* To do
Write out only the lines running from the one that contains "In this exercise you will locate the red circle" to the end of the material, both ends included.

* Records shown
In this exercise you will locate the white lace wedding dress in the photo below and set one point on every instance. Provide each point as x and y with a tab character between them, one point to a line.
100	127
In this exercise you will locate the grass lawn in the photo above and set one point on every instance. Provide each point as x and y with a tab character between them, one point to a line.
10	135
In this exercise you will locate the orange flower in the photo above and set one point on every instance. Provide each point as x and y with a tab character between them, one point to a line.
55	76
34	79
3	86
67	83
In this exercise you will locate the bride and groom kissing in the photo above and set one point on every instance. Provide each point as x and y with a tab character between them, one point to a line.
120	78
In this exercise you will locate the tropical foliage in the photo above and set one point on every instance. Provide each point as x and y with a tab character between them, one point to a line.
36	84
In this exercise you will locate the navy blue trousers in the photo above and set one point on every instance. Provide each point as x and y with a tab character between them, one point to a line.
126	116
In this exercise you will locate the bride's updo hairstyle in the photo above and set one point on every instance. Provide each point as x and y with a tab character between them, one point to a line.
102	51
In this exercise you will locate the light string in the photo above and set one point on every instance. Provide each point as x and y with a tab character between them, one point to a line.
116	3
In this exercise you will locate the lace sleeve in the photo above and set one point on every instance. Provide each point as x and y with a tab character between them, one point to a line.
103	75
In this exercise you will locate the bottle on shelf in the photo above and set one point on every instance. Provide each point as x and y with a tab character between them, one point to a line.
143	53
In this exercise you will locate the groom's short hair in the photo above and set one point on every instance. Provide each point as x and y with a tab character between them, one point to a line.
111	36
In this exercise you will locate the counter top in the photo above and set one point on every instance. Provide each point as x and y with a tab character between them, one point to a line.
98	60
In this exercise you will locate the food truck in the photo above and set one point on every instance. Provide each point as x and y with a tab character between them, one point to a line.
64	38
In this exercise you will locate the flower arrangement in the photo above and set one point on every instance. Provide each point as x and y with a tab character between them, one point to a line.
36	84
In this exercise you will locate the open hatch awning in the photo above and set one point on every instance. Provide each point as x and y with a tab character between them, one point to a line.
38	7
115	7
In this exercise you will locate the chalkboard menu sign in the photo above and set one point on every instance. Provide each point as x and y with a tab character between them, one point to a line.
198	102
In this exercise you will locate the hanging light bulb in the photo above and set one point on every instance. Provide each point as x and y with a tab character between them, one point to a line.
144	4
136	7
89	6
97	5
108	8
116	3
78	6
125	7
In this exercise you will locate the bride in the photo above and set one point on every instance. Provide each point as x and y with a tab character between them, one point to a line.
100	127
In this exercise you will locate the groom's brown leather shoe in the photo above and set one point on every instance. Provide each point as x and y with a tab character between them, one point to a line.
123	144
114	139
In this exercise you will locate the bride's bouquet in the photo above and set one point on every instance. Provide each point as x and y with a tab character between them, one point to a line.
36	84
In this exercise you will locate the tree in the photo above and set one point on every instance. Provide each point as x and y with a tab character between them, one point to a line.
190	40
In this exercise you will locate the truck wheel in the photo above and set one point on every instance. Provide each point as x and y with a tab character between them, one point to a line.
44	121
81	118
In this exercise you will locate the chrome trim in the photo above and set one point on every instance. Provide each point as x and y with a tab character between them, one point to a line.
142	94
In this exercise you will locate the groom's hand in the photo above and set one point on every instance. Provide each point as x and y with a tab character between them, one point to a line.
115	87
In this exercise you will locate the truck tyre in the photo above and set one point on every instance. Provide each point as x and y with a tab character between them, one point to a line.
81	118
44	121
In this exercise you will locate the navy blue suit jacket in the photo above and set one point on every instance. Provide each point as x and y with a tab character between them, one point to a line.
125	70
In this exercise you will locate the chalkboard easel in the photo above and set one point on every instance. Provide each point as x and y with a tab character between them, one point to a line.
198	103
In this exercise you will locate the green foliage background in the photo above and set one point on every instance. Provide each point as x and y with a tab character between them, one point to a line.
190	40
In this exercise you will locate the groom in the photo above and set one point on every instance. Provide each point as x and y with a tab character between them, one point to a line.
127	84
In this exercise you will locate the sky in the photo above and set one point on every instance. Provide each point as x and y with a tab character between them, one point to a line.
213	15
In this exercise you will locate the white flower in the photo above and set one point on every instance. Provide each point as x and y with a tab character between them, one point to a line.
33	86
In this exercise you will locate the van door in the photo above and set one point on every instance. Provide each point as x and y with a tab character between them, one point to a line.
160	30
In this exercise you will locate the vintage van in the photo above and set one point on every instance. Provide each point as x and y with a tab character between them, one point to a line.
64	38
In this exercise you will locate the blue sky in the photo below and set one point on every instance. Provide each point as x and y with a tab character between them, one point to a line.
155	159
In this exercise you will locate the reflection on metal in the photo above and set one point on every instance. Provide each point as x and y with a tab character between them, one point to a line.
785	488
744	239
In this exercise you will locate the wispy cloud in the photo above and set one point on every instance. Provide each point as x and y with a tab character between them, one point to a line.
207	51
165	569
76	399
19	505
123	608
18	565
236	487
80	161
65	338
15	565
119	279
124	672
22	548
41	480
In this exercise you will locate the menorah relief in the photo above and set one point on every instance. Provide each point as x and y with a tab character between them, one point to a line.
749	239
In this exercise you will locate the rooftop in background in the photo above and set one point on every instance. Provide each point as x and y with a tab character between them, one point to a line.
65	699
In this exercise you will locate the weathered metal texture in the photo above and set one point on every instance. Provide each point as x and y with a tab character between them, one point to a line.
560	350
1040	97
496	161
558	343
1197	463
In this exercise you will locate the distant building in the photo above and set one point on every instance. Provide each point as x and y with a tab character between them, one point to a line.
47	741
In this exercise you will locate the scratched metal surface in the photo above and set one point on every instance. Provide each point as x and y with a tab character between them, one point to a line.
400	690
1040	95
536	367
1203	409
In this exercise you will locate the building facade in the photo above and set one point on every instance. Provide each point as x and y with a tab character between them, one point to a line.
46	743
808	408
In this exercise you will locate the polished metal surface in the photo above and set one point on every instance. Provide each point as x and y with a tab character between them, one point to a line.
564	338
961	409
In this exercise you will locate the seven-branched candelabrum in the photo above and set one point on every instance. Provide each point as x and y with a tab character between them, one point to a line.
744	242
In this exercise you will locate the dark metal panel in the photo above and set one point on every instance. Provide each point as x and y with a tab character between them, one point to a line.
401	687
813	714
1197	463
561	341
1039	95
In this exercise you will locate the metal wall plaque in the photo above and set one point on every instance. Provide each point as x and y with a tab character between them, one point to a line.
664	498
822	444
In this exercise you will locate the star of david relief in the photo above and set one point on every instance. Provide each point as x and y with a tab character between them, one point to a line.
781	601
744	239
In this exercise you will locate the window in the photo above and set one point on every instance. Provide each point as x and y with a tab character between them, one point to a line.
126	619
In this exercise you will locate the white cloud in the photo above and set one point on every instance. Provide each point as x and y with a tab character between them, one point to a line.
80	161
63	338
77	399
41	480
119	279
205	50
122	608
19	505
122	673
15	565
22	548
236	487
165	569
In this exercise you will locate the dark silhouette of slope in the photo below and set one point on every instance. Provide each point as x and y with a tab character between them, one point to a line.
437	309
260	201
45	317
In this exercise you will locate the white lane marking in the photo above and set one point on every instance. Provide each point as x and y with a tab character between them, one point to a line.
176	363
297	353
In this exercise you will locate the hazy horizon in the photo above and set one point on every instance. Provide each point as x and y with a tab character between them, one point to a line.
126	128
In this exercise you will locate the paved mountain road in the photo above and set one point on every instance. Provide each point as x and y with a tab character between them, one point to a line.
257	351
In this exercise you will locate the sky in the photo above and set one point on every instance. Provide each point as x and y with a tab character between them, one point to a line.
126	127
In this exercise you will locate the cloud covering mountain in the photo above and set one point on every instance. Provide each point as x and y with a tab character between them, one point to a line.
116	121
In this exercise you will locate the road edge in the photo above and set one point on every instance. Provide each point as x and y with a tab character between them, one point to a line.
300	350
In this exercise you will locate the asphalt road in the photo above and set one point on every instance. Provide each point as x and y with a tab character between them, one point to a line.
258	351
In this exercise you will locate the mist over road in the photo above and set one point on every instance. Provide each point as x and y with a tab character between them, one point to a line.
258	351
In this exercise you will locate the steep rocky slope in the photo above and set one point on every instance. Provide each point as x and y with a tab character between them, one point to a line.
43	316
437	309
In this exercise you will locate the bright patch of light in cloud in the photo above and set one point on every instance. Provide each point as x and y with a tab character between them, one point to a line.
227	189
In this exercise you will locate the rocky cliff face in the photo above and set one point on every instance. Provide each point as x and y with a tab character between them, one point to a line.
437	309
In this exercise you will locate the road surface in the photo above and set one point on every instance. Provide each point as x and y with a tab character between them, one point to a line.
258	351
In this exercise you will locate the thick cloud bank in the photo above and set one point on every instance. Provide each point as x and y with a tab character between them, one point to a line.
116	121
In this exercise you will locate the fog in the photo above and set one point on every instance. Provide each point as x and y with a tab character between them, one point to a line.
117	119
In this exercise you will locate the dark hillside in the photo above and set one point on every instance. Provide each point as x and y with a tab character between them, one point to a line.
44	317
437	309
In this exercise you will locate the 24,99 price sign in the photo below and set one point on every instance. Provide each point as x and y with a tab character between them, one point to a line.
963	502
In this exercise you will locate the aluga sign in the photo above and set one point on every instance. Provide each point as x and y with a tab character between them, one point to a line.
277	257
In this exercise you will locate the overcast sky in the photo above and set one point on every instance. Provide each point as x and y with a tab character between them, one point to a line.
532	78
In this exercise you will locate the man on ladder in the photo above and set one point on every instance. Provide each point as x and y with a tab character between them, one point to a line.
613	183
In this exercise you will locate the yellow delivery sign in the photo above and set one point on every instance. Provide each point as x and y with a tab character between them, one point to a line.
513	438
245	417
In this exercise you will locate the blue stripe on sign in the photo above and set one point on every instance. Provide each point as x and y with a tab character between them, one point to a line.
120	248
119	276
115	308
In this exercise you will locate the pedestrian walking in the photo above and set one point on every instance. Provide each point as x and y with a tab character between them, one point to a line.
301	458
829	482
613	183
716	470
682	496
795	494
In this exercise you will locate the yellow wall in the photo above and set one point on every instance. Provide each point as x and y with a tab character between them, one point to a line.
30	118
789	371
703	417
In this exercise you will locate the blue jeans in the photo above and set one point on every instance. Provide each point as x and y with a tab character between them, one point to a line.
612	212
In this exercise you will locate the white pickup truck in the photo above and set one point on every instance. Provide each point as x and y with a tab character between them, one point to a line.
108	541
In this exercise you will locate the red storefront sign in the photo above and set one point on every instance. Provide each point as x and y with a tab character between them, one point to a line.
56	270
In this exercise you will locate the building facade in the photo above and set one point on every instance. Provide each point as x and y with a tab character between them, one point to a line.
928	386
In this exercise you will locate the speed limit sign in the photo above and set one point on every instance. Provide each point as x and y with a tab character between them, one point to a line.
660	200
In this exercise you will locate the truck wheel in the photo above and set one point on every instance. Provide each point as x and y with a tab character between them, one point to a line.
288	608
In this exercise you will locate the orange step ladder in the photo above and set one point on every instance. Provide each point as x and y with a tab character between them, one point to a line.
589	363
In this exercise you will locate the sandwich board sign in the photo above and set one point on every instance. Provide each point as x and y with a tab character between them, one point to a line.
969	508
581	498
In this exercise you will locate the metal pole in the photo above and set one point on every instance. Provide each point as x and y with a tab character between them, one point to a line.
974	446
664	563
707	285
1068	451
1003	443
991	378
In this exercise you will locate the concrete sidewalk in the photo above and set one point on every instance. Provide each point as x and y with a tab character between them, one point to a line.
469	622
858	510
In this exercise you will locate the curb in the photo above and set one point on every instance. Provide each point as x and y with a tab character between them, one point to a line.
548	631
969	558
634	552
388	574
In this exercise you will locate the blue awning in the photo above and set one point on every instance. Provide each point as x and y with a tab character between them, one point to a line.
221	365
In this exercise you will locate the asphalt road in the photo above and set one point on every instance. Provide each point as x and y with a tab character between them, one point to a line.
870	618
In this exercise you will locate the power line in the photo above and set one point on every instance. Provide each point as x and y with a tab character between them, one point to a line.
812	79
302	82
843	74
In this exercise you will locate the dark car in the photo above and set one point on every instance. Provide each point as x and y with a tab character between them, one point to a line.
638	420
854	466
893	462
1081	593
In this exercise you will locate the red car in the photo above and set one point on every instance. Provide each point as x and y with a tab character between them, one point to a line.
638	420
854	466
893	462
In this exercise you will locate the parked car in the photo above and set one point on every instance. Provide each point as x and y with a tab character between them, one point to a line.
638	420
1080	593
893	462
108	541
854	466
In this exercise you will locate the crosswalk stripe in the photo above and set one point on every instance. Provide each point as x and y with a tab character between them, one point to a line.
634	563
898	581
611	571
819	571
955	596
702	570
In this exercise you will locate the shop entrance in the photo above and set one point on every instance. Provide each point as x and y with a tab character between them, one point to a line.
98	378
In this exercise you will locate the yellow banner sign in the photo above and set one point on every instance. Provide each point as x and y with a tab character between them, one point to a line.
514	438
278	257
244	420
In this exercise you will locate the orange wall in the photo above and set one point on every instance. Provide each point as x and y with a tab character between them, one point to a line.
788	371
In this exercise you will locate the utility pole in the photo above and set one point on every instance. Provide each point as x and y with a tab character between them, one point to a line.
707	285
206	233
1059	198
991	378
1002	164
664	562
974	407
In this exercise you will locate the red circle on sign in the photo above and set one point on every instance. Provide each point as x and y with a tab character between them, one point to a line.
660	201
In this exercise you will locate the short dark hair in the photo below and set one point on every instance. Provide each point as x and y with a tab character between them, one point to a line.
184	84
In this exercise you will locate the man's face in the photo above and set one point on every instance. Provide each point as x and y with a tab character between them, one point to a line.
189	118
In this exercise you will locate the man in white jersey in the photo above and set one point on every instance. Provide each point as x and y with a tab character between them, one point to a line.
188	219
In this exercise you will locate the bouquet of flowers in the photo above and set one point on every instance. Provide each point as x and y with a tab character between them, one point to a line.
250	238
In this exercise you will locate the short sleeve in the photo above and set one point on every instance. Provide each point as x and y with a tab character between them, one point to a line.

* Output of the task
In this exercise you will locate the red circle on sign in the photo above and set one point on every instance. Provide each point as x and y with a tab character between them, one point to a line.
660	201
In this exercise you will locate the short dark hair in the photo below and set one point on every instance. Provide each point as x and y with a tab character between them, one point to a line.
184	84
In this exercise you will locate the man's face in the photo above and set one point on every instance. Provide each point as x and y with a tab character between them, one point to a line.
189	118
In this exercise you will locate the man in white jersey in the photo above and set one point on every instance. Provide each point as x and y with a tab character between them, one point to a line.
188	219
In this exercise you will locate the bouquet of flowers in the photo above and set one point on every instance. Provide each point as x and y with a tab character between them, one point to a line.
250	238
In this exercise you will locate the short sleeve in the photo above and set one point on every instance. Provide each point as x and y with a tab character between them, one point to a line.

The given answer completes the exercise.